__WHAT TO DO__:
Transcribe the material exactly. Images do not belong in the copy.

__MATERIAL PROVIDED__:
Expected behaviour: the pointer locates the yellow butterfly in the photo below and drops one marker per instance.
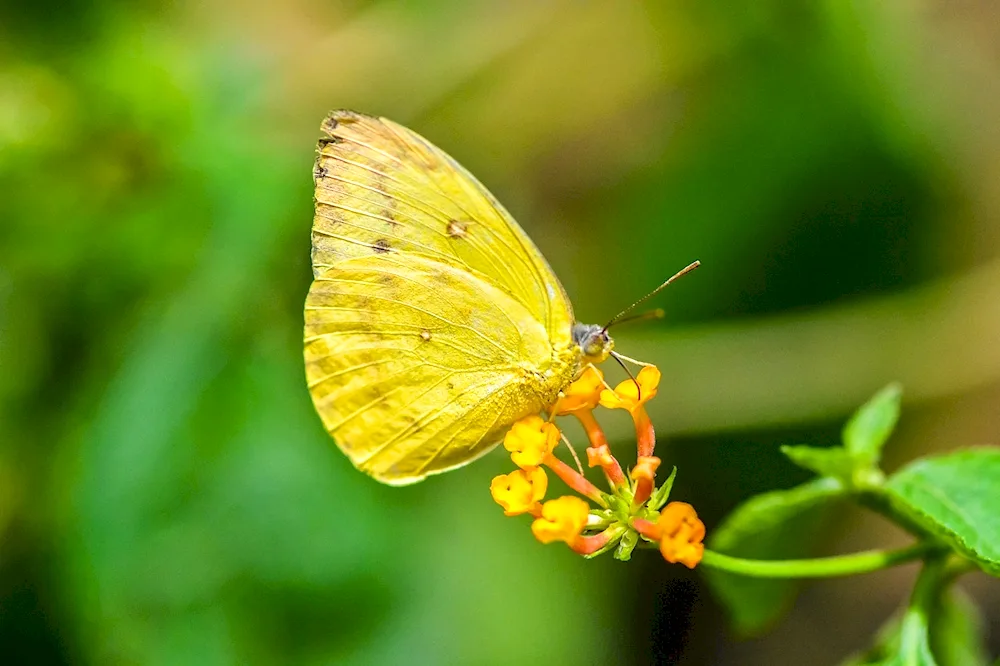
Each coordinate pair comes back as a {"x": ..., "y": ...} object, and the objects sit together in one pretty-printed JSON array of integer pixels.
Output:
[{"x": 433, "y": 322}]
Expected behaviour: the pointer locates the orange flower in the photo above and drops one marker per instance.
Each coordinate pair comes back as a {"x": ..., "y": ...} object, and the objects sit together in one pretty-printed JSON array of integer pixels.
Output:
[
  {"x": 563, "y": 519},
  {"x": 520, "y": 491},
  {"x": 627, "y": 394},
  {"x": 583, "y": 394},
  {"x": 643, "y": 474},
  {"x": 681, "y": 533},
  {"x": 645, "y": 468},
  {"x": 530, "y": 441}
]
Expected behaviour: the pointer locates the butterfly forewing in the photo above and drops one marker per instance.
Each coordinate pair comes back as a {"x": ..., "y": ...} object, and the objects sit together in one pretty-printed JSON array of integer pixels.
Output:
[{"x": 433, "y": 322}]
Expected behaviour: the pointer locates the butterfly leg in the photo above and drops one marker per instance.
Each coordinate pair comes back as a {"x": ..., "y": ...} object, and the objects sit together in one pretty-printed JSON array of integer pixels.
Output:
[{"x": 641, "y": 364}]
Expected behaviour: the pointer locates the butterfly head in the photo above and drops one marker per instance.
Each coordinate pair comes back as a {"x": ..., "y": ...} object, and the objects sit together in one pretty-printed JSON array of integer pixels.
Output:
[{"x": 594, "y": 342}]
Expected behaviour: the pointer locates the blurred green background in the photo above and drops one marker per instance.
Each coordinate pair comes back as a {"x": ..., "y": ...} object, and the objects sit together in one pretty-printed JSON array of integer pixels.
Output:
[{"x": 167, "y": 494}]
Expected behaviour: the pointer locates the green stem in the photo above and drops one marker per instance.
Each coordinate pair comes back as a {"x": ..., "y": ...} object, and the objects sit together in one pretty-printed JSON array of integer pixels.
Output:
[
  {"x": 822, "y": 567},
  {"x": 914, "y": 643}
]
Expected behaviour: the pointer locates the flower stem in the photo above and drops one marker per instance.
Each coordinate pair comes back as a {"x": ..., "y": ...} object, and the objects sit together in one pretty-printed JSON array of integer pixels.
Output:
[
  {"x": 822, "y": 567},
  {"x": 575, "y": 480}
]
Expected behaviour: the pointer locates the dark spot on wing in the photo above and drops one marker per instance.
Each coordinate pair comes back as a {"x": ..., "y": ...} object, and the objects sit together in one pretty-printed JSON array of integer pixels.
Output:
[{"x": 330, "y": 122}]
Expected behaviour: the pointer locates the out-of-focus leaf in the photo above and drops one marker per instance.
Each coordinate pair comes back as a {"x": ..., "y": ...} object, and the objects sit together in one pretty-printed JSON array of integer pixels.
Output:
[
  {"x": 780, "y": 524},
  {"x": 886, "y": 645},
  {"x": 955, "y": 637},
  {"x": 833, "y": 461},
  {"x": 956, "y": 633},
  {"x": 956, "y": 497},
  {"x": 867, "y": 431}
]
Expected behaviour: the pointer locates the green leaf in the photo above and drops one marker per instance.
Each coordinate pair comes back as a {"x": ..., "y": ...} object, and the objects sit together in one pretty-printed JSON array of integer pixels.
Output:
[
  {"x": 780, "y": 524},
  {"x": 956, "y": 633},
  {"x": 955, "y": 639},
  {"x": 835, "y": 461},
  {"x": 867, "y": 431},
  {"x": 662, "y": 494},
  {"x": 955, "y": 496},
  {"x": 627, "y": 544}
]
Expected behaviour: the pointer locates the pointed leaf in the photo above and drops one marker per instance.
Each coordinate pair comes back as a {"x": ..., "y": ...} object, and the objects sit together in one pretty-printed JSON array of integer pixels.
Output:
[
  {"x": 834, "y": 461},
  {"x": 955, "y": 496},
  {"x": 867, "y": 431},
  {"x": 776, "y": 525}
]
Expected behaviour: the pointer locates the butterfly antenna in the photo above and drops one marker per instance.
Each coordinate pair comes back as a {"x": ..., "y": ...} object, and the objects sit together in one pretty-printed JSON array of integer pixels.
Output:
[
  {"x": 658, "y": 313},
  {"x": 569, "y": 446},
  {"x": 684, "y": 271},
  {"x": 638, "y": 388}
]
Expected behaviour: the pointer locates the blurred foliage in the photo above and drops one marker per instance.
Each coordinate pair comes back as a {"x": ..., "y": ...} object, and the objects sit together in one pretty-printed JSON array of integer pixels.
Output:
[{"x": 166, "y": 493}]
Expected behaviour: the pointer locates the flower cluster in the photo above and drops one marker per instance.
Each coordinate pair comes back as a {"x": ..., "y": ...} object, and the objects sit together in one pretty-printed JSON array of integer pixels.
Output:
[{"x": 634, "y": 511}]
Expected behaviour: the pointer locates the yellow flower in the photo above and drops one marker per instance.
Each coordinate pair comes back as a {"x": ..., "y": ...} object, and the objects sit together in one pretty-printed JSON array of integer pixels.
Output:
[
  {"x": 520, "y": 491},
  {"x": 582, "y": 394},
  {"x": 627, "y": 394},
  {"x": 530, "y": 441},
  {"x": 563, "y": 519},
  {"x": 681, "y": 534}
]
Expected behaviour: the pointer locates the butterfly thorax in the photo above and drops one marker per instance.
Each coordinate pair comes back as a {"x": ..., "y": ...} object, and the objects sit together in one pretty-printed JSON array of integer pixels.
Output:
[{"x": 594, "y": 342}]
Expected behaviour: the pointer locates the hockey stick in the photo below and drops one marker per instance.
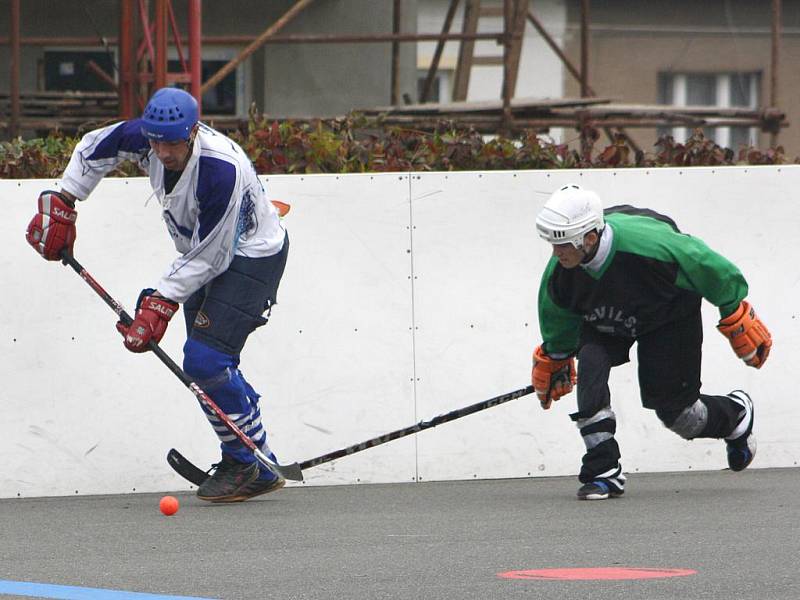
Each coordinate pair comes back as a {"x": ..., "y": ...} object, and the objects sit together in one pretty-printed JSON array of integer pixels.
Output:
[
  {"x": 291, "y": 471},
  {"x": 195, "y": 475}
]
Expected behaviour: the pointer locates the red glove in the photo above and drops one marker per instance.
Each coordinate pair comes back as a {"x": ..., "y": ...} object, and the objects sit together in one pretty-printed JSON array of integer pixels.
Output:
[
  {"x": 52, "y": 229},
  {"x": 552, "y": 378},
  {"x": 749, "y": 337},
  {"x": 152, "y": 316}
]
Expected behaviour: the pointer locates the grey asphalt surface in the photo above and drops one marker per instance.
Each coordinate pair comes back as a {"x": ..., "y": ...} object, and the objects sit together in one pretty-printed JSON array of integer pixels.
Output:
[{"x": 739, "y": 531}]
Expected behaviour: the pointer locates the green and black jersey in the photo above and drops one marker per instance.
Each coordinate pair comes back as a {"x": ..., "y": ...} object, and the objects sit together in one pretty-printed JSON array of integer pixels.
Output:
[{"x": 651, "y": 274}]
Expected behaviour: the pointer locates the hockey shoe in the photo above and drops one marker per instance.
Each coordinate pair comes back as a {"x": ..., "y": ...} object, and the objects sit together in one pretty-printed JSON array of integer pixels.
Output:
[
  {"x": 230, "y": 476},
  {"x": 599, "y": 490},
  {"x": 266, "y": 483},
  {"x": 741, "y": 443}
]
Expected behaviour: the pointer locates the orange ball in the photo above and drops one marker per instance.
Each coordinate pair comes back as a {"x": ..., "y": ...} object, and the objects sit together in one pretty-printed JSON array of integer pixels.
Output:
[{"x": 169, "y": 505}]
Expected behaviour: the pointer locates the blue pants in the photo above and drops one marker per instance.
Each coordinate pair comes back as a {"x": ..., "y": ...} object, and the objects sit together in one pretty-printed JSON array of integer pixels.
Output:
[{"x": 219, "y": 319}]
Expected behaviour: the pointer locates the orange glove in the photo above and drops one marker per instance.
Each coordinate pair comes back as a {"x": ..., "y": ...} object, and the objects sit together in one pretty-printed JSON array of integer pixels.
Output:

__OUTPUT OF THE TASK__:
Expected behaviour: the pointer locates the yellow butterfly in the photo below and drops one marker per instance.
Each coordinate pair comes back as a {"x": ..., "y": ...} object, and the objects sit together in one pretty-printed JSON array of integer pixels.
Output:
[{"x": 433, "y": 322}]
Expected behaviour: the pointer locates the orange flower in the photo above and drops one marker per instance.
Each coordinate pair comes back as a {"x": ..., "y": ...} object, and the objects sit together in one pretty-printed JSON array of integer pixels.
Output:
[
  {"x": 563, "y": 519},
  {"x": 520, "y": 491},
  {"x": 627, "y": 394},
  {"x": 583, "y": 394},
  {"x": 643, "y": 474},
  {"x": 681, "y": 533},
  {"x": 645, "y": 468},
  {"x": 530, "y": 441}
]
Expected behaviour: the pointer locates the butterfly forewing in the photo above and drops one marker per instance.
Each coordinate pair comes back as a {"x": ..., "y": ...} object, and the objects sit together in one pretty-printed JSON array of integer pixels.
Output:
[{"x": 433, "y": 322}]
Expected behaviour: the pointer locates the butterfly leg in the photo above and drops one marker per instance.
Each coordinate pair comes back as a {"x": ..., "y": ...} object, and the objects sit together in one pretty-printed JSON array of integer pixels.
Output:
[{"x": 641, "y": 364}]
Expected behaviour: the pointer locates the butterfly head in the photo above and drops one marker per instance.
Each coordinate pair comes back as a {"x": ..., "y": ...} object, and the objects sit together in one pretty-printed JSON array of integer pixels.
Output:
[{"x": 594, "y": 342}]
Expected behaviour: the pointer locates the blurred green background in the photo above and drops one marker per instance.
Each coordinate pair comes back as a {"x": ..., "y": ...} object, and the objects sit together in one pretty-printed JSON array of integer pixels.
Output:
[{"x": 167, "y": 494}]
Expected behaviour: the pointer locates the green stem in the photo above and drops one marker per instance.
Each coordinate pair comes back as a {"x": ..., "y": ...} object, and the objects sit together in one pretty-printed JSON array of integer pixels.
Output:
[
  {"x": 822, "y": 567},
  {"x": 914, "y": 643}
]
Expected behaviour: the pointer locates the flower stem in the photo above and drops one marker per instance.
Each coordinate pair comes back as a {"x": ..., "y": ...} object, and the objects sit together in one pretty-printed JSON array of integer pixels.
Output:
[
  {"x": 822, "y": 567},
  {"x": 575, "y": 480}
]
Expected behaviour: the pointer locates the dark spot on wing in the photo above and drops one marker per instance.
Each coordinate pair comes back as a {"x": ..., "y": ...} object, and the objects sit together in one pretty-printed JSON array of integer pixels.
Output:
[{"x": 330, "y": 122}]
Expected behaviour: the pointer locates the out-of-focus leaf in the photo above and drops one marker per instance.
Each coordinate pair comes back as a {"x": ..., "y": ...} object, and the objects sit together in one pretty-printed JSON array of integer pixels.
Output:
[
  {"x": 780, "y": 524},
  {"x": 886, "y": 645},
  {"x": 955, "y": 637},
  {"x": 833, "y": 461},
  {"x": 956, "y": 633},
  {"x": 956, "y": 497},
  {"x": 867, "y": 431}
]
Expected behaviour: the pointer locates the green leaf in the photo above and drops one marker per instance.
Each coordinate pair comes back as a {"x": ..., "y": ...} object, and the objects sit together in one pretty-printed JSON array of integer pixels.
Output:
[
  {"x": 780, "y": 524},
  {"x": 956, "y": 633},
  {"x": 955, "y": 639},
  {"x": 835, "y": 461},
  {"x": 867, "y": 431},
  {"x": 662, "y": 494},
  {"x": 955, "y": 496},
  {"x": 627, "y": 544}
]
Expected behaviour: the pointer locates the pointed leaf in the photo above and drops one marker per instance.
Each coordinate pair comes back as a {"x": ..., "y": ...} object, and the objects sit together in one pretty-printed JSON array of integer pixels.
Output:
[
  {"x": 834, "y": 461},
  {"x": 955, "y": 496},
  {"x": 867, "y": 431},
  {"x": 776, "y": 525}
]
Expected behaviour: the pointer locates the butterfly antenna in the photo above and drops one marker per instance.
Each coordinate pair comes back as a {"x": ..., "y": ...} object, and the objects sit together in one pretty-printed JSON array of integer pixels.
Output:
[
  {"x": 658, "y": 313},
  {"x": 569, "y": 446},
  {"x": 684, "y": 271},
  {"x": 638, "y": 388}
]
Expected behaviour: the pointer locates the blurred foliage in the photo above and drops one marker per instance.
Each coordinate pair comes back as a {"x": ..., "y": ...} object, and the objects sit together in one pretty-printed JSON array of integer pixels.
Output:
[{"x": 166, "y": 493}]
Expected behaviour: the pointer locates the flower cluster in the photo above and drops one marker per instance.
Each coordinate pair comes back as a {"x": ..., "y": ...} object, and the objects sit together in one pretty-printed JSON array of integer pixels.
Output:
[{"x": 634, "y": 511}]
Expected behaviour: the pointer locates the yellow flower in the photo above and drops one marker per instance.
Each coordinate pair comes back as a {"x": ..., "y": ...} object, and the objects sit together in one pretty-printed JSON array of integer pixels.
Output:
[
  {"x": 520, "y": 491},
  {"x": 582, "y": 394},
  {"x": 627, "y": 394},
  {"x": 530, "y": 441},
  {"x": 563, "y": 519},
  {"x": 681, "y": 534}
]
Expected behaviour: the pointer locates the butterfly thorax in the photo above and drops one marker per instance.
Each coordinate pair comes back as a {"x": ..., "y": ...} object, and the objects sit together in one pretty-printed JSON array of integer pixels.
Output:
[{"x": 594, "y": 342}]
Expected behaviour: the pointer locates the hockey stick in the photo below and drops one marker per instance.
Each coordinate pair comes back as a {"x": ..., "y": ...} object, and the objects sit together in one pretty-printed JSON array of integer pixels.
Output:
[
  {"x": 291, "y": 471},
  {"x": 195, "y": 475}
]
Expected behaviour: the pointer locates the red glove in the photo above and drops one marker per instance.
Each coordinate pair comes back as a {"x": ..., "y": ...} object, and the objects sit together in one pretty-printed JSON array of integer pixels.
Output:
[
  {"x": 52, "y": 229},
  {"x": 552, "y": 378},
  {"x": 749, "y": 337},
  {"x": 152, "y": 316}
]
Expected behaviour: the pointer locates the grey asphalt surface in the photo above and drops one marker per instance.
Each coordinate pair comes back as a {"x": ..., "y": ...} object, and the objects sit together in one pretty-printed JSON array of integer pixels.
Output:
[{"x": 739, "y": 531}]
Expected behaviour: the pointer locates the green and black jersey in the photo above and drops one marker per instance.
Each coordinate pair comes back as a {"x": ..., "y": ...} object, and the objects sit together in one pretty-printed JSON array of integer pixels.
Output:
[{"x": 651, "y": 274}]
Expected behaviour: the pointer locates the hockey shoe in the photo above and drops one marker per instance.
Each coordinate pair comes back as a {"x": ..., "y": ...} object, and the objects sit together in one pretty-printed JSON array of integer pixels.
Output:
[
  {"x": 230, "y": 476},
  {"x": 599, "y": 490},
  {"x": 266, "y": 483},
  {"x": 741, "y": 443}
]
Expected behaviour: the pointer locates the orange ball in the photo above and drops one marker per instance.
Each coordinate pair comes back as a {"x": ..., "y": ...} object, and the objects sit together in one pretty-printed JSON array of integer pixels.
Output:
[{"x": 169, "y": 505}]
Expected behaviour: the pointer locates the blue pants in the photo above and drops one marker per instance.
Each coordinate pair comes back as a {"x": ..., "y": ...} object, and the objects sit together in one pretty-printed JSON array of integer pixels.
Output:
[{"x": 219, "y": 319}]
Expected behaviour: the pointer locates the orange glove in the photo above and drops one marker per instance.
Each coordinate pair comes back as a {"x": ..., "y": ...} object, and the objects sit together in one pretty-printed JSON array of integer pixels.
Output:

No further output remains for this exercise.